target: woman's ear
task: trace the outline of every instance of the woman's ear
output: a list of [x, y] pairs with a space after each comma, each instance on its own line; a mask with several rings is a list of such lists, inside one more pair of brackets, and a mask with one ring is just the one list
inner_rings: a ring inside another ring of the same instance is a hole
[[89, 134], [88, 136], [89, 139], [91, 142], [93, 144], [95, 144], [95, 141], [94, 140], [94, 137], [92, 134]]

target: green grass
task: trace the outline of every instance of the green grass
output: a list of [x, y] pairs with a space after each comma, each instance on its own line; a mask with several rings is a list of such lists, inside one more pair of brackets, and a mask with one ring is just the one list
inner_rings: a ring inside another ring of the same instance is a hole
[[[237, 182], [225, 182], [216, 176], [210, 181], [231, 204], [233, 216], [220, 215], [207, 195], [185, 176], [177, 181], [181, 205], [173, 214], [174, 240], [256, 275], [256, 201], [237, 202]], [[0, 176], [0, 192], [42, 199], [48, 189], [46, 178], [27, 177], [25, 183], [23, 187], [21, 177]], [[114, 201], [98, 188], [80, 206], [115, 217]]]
...
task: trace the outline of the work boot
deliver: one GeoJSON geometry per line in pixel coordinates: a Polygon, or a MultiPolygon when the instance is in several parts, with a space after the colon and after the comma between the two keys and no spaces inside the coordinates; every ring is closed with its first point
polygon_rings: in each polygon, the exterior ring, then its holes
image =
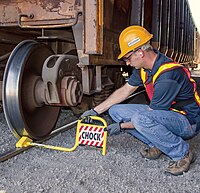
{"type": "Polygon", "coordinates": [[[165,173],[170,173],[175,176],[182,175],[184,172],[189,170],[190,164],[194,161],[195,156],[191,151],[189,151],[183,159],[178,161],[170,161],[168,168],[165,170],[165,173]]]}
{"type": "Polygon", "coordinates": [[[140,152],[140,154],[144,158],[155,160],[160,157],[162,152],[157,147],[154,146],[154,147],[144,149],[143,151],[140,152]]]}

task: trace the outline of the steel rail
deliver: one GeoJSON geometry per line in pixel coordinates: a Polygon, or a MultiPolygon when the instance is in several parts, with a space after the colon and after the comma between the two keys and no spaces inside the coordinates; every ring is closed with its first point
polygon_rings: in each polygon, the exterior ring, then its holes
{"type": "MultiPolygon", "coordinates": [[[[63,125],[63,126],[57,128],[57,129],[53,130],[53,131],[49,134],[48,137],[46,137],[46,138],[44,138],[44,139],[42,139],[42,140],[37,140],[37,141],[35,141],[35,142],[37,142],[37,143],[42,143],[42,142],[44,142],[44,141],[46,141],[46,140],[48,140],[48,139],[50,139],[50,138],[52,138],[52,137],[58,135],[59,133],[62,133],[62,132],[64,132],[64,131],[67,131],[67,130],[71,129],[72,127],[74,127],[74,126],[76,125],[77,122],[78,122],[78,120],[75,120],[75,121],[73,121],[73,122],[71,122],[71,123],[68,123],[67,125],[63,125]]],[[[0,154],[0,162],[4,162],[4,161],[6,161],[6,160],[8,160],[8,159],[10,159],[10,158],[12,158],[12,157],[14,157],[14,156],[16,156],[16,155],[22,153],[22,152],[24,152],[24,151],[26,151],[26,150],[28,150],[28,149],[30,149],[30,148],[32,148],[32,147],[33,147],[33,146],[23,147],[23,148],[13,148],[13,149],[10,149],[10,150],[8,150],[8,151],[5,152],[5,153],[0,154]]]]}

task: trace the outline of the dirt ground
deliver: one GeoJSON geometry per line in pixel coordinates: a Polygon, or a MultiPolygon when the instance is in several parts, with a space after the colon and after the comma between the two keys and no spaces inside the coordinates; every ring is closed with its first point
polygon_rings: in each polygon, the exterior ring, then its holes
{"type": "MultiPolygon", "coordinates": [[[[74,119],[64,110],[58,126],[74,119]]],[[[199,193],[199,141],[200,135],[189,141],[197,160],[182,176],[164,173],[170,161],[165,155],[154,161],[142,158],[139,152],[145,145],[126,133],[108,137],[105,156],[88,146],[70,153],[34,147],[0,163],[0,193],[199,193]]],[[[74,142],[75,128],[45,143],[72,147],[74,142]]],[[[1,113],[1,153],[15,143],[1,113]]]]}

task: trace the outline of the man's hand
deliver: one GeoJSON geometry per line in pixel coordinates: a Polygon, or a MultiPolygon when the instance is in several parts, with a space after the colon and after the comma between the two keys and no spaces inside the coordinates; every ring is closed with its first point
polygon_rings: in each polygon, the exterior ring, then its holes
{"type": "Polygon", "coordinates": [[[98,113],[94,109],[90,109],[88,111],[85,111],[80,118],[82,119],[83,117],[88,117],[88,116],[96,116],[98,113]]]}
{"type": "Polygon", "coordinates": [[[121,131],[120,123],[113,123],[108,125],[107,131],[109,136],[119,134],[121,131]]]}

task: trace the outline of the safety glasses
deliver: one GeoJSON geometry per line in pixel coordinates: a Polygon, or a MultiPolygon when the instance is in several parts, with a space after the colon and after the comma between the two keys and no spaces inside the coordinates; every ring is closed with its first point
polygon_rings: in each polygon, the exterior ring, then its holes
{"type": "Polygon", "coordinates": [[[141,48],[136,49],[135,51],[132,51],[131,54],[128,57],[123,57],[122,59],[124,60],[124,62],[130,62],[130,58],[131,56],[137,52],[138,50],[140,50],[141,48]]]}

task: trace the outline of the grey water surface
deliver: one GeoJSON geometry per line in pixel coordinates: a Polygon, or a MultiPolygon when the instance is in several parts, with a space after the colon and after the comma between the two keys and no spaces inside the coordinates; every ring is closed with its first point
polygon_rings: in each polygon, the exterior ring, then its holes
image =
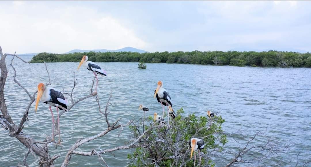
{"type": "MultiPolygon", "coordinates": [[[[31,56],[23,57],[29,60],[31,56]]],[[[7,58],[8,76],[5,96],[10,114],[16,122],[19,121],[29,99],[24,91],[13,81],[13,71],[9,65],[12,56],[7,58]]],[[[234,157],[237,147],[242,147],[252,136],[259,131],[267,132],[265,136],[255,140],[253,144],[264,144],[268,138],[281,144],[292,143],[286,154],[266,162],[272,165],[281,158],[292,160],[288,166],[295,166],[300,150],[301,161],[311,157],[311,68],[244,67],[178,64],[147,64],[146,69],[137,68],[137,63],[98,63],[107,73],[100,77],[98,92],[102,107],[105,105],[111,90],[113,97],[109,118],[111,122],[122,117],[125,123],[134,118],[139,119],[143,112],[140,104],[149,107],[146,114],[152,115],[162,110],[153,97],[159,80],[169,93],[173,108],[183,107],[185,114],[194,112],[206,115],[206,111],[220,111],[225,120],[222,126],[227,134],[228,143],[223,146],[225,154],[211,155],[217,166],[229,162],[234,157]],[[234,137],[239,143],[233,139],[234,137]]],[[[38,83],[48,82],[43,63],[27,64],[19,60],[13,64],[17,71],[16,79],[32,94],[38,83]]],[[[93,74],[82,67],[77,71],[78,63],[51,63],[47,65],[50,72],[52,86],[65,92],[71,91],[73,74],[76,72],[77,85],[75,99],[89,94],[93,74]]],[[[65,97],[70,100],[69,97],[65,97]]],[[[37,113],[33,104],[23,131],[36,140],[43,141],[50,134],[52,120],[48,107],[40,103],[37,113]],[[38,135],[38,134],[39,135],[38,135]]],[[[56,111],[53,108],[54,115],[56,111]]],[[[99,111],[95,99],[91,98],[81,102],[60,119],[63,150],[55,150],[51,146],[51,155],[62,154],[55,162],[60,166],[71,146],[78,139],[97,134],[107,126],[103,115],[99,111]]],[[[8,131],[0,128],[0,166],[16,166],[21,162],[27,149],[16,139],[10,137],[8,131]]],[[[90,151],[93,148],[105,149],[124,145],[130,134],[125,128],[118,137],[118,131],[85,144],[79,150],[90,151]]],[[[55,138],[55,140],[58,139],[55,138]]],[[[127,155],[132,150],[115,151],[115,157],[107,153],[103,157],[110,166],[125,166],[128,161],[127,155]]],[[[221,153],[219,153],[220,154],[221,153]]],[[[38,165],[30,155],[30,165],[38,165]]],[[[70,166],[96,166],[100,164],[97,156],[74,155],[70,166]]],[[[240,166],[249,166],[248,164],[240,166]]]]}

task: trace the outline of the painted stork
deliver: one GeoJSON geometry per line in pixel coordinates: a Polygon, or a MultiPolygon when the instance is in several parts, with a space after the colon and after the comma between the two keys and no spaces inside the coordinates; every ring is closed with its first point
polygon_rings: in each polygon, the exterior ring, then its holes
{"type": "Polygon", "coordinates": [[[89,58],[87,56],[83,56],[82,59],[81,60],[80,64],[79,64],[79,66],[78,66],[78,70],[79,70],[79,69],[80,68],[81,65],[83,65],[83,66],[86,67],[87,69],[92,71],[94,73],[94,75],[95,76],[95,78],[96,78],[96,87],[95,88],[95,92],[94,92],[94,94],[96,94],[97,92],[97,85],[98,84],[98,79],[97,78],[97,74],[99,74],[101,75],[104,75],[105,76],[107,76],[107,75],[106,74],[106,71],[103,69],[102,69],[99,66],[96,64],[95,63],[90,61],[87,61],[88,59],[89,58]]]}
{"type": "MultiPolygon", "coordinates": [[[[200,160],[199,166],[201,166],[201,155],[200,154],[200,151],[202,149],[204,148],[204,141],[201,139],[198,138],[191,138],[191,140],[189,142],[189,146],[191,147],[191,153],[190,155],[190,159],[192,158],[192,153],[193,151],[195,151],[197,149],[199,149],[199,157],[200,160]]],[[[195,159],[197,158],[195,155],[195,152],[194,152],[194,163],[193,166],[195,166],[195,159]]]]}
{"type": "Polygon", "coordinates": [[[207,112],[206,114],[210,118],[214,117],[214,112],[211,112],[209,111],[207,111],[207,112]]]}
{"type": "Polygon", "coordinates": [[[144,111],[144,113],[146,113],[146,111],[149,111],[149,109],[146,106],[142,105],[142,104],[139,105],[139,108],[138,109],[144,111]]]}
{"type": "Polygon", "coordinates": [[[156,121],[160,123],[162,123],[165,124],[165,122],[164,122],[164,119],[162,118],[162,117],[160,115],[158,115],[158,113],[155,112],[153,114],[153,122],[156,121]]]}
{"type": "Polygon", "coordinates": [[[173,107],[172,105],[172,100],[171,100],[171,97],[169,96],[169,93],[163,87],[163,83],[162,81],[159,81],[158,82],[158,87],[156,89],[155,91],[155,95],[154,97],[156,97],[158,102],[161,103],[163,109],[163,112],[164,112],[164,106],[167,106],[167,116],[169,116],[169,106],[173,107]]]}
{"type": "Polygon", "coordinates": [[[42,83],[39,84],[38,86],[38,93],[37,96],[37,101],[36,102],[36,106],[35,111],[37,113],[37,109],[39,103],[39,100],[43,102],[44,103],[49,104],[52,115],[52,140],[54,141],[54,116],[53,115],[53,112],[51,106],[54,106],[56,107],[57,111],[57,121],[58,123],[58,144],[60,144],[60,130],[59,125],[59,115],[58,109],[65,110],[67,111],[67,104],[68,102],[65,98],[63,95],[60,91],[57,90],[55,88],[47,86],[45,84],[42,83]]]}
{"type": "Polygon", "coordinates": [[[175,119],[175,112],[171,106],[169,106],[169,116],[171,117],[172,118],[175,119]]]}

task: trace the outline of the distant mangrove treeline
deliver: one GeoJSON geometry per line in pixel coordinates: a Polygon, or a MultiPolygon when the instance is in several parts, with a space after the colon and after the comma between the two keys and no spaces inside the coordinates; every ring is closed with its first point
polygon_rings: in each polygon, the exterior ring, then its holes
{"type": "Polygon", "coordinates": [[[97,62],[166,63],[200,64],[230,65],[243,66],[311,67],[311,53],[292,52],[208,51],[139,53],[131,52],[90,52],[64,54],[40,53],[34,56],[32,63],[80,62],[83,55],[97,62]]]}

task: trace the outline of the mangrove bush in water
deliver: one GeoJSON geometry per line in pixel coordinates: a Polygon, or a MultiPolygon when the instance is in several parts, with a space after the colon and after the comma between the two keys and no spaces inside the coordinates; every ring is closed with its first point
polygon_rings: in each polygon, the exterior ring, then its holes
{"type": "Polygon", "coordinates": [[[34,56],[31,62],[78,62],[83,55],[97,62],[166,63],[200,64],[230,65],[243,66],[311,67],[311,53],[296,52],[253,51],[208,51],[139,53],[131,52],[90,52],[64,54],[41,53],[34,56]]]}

### Do this
Please rewrite everything in the listing from the line containing "target: woman's ear" down to the line containing "task: trace the outline of every instance of the woman's", replacing "outline" with "boundary" and keeping all else unchanged. Give only those lines.

### Full solution
target: woman's ear
task: trace the boundary of every instance of the woman's ear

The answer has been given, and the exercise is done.